WHAT THIS TASK INVOLVES:
Rewrite the lines below as a numbered list, skipping any blank lines.

——————————

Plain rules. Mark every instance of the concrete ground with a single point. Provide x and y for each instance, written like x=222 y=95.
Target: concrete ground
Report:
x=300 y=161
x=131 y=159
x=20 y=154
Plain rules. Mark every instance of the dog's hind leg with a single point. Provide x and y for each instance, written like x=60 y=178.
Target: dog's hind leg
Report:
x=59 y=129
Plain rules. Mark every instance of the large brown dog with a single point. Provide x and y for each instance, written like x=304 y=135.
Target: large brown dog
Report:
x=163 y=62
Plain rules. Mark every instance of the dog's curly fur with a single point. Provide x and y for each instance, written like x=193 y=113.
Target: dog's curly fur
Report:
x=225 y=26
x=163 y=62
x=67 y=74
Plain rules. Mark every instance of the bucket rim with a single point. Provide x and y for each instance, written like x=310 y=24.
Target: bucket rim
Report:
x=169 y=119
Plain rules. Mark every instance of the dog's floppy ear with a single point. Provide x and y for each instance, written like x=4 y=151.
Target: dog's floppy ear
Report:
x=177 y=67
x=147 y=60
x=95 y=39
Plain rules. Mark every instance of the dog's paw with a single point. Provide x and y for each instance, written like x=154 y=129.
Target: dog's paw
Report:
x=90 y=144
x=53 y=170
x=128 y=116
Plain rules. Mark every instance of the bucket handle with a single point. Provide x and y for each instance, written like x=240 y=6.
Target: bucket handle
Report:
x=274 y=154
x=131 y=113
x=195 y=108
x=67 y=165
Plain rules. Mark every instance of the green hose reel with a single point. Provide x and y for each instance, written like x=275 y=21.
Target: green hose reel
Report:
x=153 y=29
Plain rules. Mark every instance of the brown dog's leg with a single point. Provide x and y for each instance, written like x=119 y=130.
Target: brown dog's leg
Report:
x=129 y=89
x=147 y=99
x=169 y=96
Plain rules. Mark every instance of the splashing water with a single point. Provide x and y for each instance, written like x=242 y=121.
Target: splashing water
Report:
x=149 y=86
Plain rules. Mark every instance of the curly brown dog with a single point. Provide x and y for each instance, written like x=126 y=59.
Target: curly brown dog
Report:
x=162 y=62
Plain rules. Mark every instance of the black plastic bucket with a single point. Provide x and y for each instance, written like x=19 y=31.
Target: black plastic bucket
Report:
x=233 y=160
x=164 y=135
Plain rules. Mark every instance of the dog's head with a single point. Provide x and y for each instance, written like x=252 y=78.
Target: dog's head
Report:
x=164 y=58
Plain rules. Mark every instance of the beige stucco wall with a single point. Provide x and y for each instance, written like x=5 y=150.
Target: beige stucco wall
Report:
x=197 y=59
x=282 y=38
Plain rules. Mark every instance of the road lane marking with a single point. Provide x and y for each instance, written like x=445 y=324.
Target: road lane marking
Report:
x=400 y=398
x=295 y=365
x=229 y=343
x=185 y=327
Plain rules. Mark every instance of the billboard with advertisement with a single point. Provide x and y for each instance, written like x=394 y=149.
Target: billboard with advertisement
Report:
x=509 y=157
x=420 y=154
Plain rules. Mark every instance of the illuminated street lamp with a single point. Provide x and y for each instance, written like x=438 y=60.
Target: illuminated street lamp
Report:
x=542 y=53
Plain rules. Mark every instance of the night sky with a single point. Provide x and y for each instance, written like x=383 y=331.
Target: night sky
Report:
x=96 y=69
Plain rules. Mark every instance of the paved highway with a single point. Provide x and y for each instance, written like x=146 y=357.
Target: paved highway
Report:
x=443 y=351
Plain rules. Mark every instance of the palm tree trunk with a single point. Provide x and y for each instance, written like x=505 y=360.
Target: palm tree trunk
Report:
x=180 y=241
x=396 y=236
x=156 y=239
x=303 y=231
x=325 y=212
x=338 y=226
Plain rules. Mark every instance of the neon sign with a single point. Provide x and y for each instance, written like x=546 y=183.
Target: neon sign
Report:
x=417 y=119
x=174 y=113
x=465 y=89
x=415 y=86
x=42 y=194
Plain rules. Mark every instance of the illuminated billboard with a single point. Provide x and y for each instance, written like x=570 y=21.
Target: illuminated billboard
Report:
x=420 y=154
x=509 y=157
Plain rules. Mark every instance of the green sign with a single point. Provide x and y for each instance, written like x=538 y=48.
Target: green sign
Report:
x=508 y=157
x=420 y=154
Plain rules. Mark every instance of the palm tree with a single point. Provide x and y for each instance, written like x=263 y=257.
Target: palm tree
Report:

——————————

RESULT:
1. Plain rules. Mark every instance of the concrete ground with a single point. Provide x and y for each instance, written like x=222 y=95.
2. Target: concrete ground
3. Report:
4. x=300 y=161
5. x=131 y=159
6. x=20 y=154
7. Plain rules. Mark every instance of the dog's hind leg with a single point. Provide x and y for each instance, written like x=60 y=178.
8. Target: dog's hind leg
9. Report:
10. x=59 y=129
11. Plain rules. Mark every instance of the large brown dog with a single point. Provide x and y for each instance, written like x=304 y=135.
12. Target: large brown dog
13. Report:
14. x=163 y=62
15. Plain rules. Mark every instance of the dog's curly fur with a single point. Provide x and y for each instance, written like x=193 y=113.
16. Target: dog's curly fur
17. Report:
18. x=225 y=26
19. x=163 y=62
20. x=67 y=74
21. Plain rules. Mark every instance of the bucket rim with a single point. Provide x and y for each instance, written like x=310 y=24.
22. Target: bucket rim
23. Report:
24. x=169 y=119
25. Plain rules. Mark every instance of the dog's floppy ear with a single point. Provide x and y for each instance, written like x=4 y=151.
26. Target: dog's floppy ear
27. Report:
28. x=177 y=67
29. x=147 y=60
30. x=95 y=39
31. Plain rules. Mark every instance of the dog's paw with a single point. Provide x and y for each instance, written like x=154 y=129.
32. Target: dog's paw
33. Report:
34. x=90 y=144
35. x=53 y=170
36. x=128 y=116
37. Plain rules. Mark every instance of the bucket handle with a single point. Provide x and y for each instance, written like x=240 y=6.
38. Target: bucket handle
39. Report:
40. x=274 y=154
41. x=131 y=113
42. x=195 y=108
43. x=67 y=165
44. Plain rules. Mark every instance of the green hose reel with a single point. Provide x and y for each instance, written like x=275 y=21.
45. Target: green hose reel
46. Report:
47. x=153 y=29
48. Plain rules. Mark every instance of the brown dog's leg with a single point. Provide x and y for each instance, written like x=119 y=130.
49. Target: brown dog's leg
50. Report:
51. x=129 y=89
52. x=147 y=99
53. x=169 y=96
54. Plain rules. Mark every instance of the splashing water with a single point. Provide x and y for each instance, written like x=242 y=121.
55. Target: splashing water
56. Report:
57. x=149 y=86
58. Plain rules. Mark every instance of the curly brown dog with a single point. Provide x and y for each instance, written like x=126 y=59.
59. Target: curly brown dog
60. Report:
61. x=162 y=62
62. Plain rules. Mark every instance of the black plastic bucket with a single point. Provide x and y for each instance, written like x=19 y=31.
63. Target: black plastic bucket
64. Report:
65. x=233 y=160
66. x=164 y=135
67. Plain rules. Mark every instance of the dog's head with a single point. Provide x and y for each instance, written like x=252 y=78.
68. Target: dog's head
69. Report:
70. x=164 y=58
71. Plain rules. Mark every instance of the beige stucco wall with a single point. Provide x and y for each instance, written like x=5 y=150.
72. Target: beige stucco wall
73. Report:
74. x=197 y=59
75. x=282 y=38
76. Plain rules. Mark every instance of the road lane marking with a single point. Provide x and y for each instance, written like x=445 y=324.
77. Target: road lane marking
78. Report:
79. x=400 y=398
80. x=295 y=365
81. x=229 y=343
82. x=185 y=327
83. Plain rules. Mark every instance of the billboard with advertisement with a single point. Provide x and y for each instance, written like x=394 y=149.
84. Target: billboard with advertisement
85. Report:
86. x=509 y=157
87. x=420 y=154
88. Plain rules. Mark every instance of the illuminated street lamp with a single point. Provide x and y for each instance, written like x=438 y=60.
89. Target: illuminated street lamp
90. Report:
91. x=542 y=53
92. Plain rules. Mark every instance of the night sky with a single point. Provide x and y for each instance, written like x=383 y=331.
93. Target: night sky
94. Report:
95. x=96 y=69
96. Plain rules. Mark every instance of the paved highway with a single point. Provide x and y for each instance, written like x=146 y=357.
97. Target: paved highway
98. Report:
99. x=443 y=351
100. Plain rules. Mark every instance of the palm tree trunk with a single point. Provide x and y for each instance, written like x=505 y=360.
101. Target: palm tree trunk
102. Report:
103. x=180 y=241
104. x=396 y=236
105. x=156 y=239
106. x=303 y=231
107. x=325 y=212
108. x=338 y=226
109. Plain rules. Mark every instance of the neon sign with a single point. Provide x and y for each instance, written like x=546 y=183.
110. Target: neon sign
111. Report:
112. x=417 y=119
113. x=174 y=113
114. x=465 y=89
115. x=415 y=86
116. x=42 y=194
117. Plain rules. Mark every instance of the illuminated billboard with a single point. Provide x and y for each instance, written like x=570 y=21.
118. Target: illuminated billboard
119. Report:
120. x=420 y=154
121. x=509 y=157
122. Plain rules. Mark every instance of the green sign with a single point. Provide x and y for each instance, written like x=538 y=48.
123. Target: green sign
124. Report:
125. x=508 y=157
126. x=420 y=154
127. Plain rules. Mark every instance of the palm tree with a single point. Provide x and y for each instance, written like x=263 y=257.
128. Target: palm tree
129. Report:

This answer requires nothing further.